- _Ausgangsdokument_:
Rz. 16
Die unmittelbare Antragstellung beim Gericht (s. Rz. 9) ist nach § 69 Abs. 4 S. 2 Nr. 2 FGO zulässig, wenn die Vollstreckung wegen des strittigen Anspruchs droht. Dies gilt jedoch nicht, wenn bereits bei der Finanzbehörde ein AdV-Antrag gestellt ist. In diesem Fall muss zunächst die finanzbehördliche Entscheidung abgewartet werden, es sei denn, dass die Finanzbehörde untätig bleibt oder tatsächlich sich Vollstreckungsmaßnahmen konkretisieren (s. Rz. 15).
Die drohende Vollstreckung ist eine Zugangsvoraussetzung für die unmittelbare Antragstellung bei Gericht.
Eine Vollstreckung droht noch nicht, wenn lediglich aufgrund des behördlichen Rhythmus von Mahn- und Rückstandsanzeigen mit Vollstreckungsmaßnahmen zu rechnen ist.
Rz. 17
Die Vollstreckung droht vielmehr, wenn die Behörde das Vollstreckungsverfahren bereits begonnen hat bzw. sie aus der Sicht eines objektiven Beobachters unmittelbar bevorsteht.
Dies kann i. S. v. § 69 Abs. 4 S. 2 Nr. 2 FGO nur sein, wenn die Voraussetzungen für den Beginn der Vollstreckung erfüllt sind. Es muss die Vollstreckbarkeit des Anspruchs gegeben sein. Es muss bereits die Fälligkeit nach § 220 AO eines gegen den Beteiligten bestehenden Anspruchs aus dem Steuerschuldverhältnis gegeben sein, d. h. dem Beteiligten ein Leistungsgebot gem. § 254 AO bekannt gegeben und ein Vollstreckungsaufschub nach § 258 AO nicht gewährt worden sein. Erforderlich ist ferner, dass die Finanzbehörde eine Mahnung gem. § 259 AO hinsichtlich des streitigen Anspruchs aus dem Steuerschuldverhältnis erlassen hat und konkrete Vorbereitungshandlungen für die Vollstreckungsdurchführung getroffen hat, insofern also z. B.die Finanzverwaltung die Pfändung von Sachen, des Arbeitseinkommens, von Bankkonten oder anderen Forderungen konkret ankündigt.
Rz. 17a
Der BFH lässt insofern auch eine Vollstreckungsankündigung ausreichen, in der der Antragsteller darauf hingewiesen wird, dass die Vollstreckung eingeleitet wird, wenn er den Steuerrückstand nicht freiwillig (bis zum Ablauf einer hierfür gesetzten Frist) entrichtet. Nicht genügt jedoch eine Vollstreckungsankündigung bzw. Mahnung oder Vollstreckungsankündigung, wenn noch genügend Zeit verbleibt, einen AdV-Antrag zu stellen. Ist hingegen die Wochenfrist nach § 259 S. 1 AO verstrichen, muss i. d. R. nach der Sicht eines objektiven Betrachters mit der Vollstreckung gerechnet werde, sodass diese droht. Eine Mahnung stets als Routinemaßnahme zu betrachten, aus der sich kein Hinweis herleiten ließe, dass die Vollstreckung droht, ist jedoch eine zu undifferenzierte Betrachtung. Wenn sich die AdV auf Vollstreckungsmaßnahmen wie Pfändungs- und Einziehungsverfügung bezieht, so ist allerdings immer von der drohenden Vollstreckung auszugehen.

- _Aufgaben und Übungen_:
[A] Prüfe, ob die folgenden Aussagen mit dem Text zur drohenden Vollstreckung übereinstimmen. Antworte bei jeder Aussage mit Ja oder Nein und zitiere die ausschlaggebenden Worte des Textes genau.
(i) Eine Vollstreckung droht bereits dann, wenn nur wegen des behördlichen Rhythmus von Mahn- und Rückstandsanzeigen mit Vollstreckungsmaßnahmen zu rechnen ist.
(ii) Bezieht sich die AdV auf eine Pfändungs- und Einziehungsverfügung, ist immer von einer drohenden Vollstreckung auszugehen.
(iii) Wurde bei der Finanzbehörde bereits ein AdV-Antrag gestellt, darf der Antrag trotzdem sofort unmittelbar beim Gericht gestellt werden.
[B] Knüpfe an den letzten Satz des Textes zur drohenden Vollstreckung an und schreibe ihn weiter.

- _Angezeigte Daten_:
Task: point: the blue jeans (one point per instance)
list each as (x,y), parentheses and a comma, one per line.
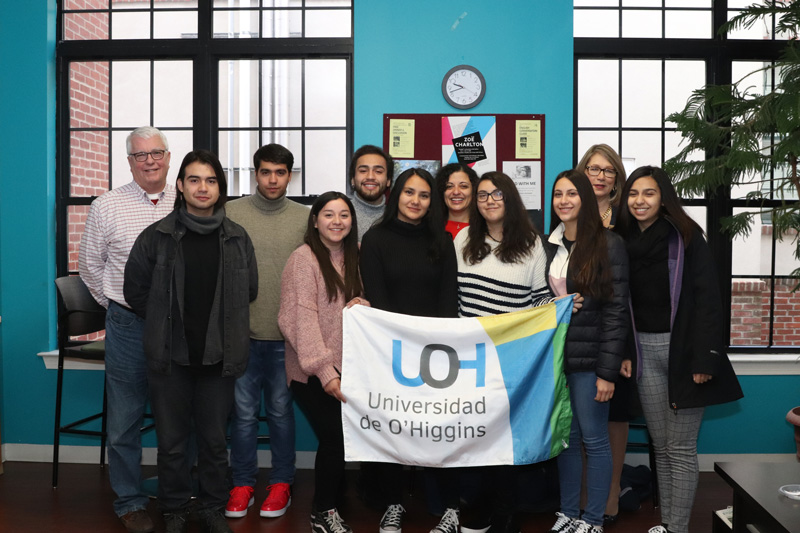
(265,371)
(126,388)
(590,427)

- _Lösungen im Überblick_:
[A]
(i) Nein: „Eine Vollstreckung droht noch nicht, wenn lediglich aufgrund des behördlichen Rhythmus von Mahn- und Rückstandsanzeigen mit Vollstreckungsmaßnahmen zu rechnen ist.“
(ii) Ja: „Wenn sich die AdV auf Vollstreckungsmaßnahmen wie Pfändungs- und Einziehungsverfügung bezieht, so ist allerdings immer von der drohenden Vollstreckung auszugehen.“
(iii) Nein: „Dies gilt jedoch nicht, wenn bereits bei der Finanzbehörde ein AdV-Antrag gestellt ist.“

[B]
Rz. 17b
Da nach AEAO zu § 361 Nr. 3.1 die Finanzbehörde über den AdV-Antrag unverzüglich zu entscheiden hat und bis zu dieser Entscheidung grundsätzlich Vollstreckungsmaßnahmen unterbleiben sollen, sofern der Antrag nicht aussichtlos ist, offensichtlich nur ein Hinausschieben der Vollstreckung bezweckt oder Gefahr im Verzug gegeben ist, werden sich in der Praxis selten Fälle ergeben, in denen insofern für den Stpfl. das Problem entsteht, dass die Finanzbehörde vollendete Tatsachen schafft. Daraus wird abgeleitet, dass bei gestellten AdV-Antrag bei der Finanzbehörde in der Regel keine Vollstreckung droht, es sei denn, es sind konkrete Anhaltspunkte gegeben, dass die Finanzbehörde den Antrag für aussichtslos erachtet.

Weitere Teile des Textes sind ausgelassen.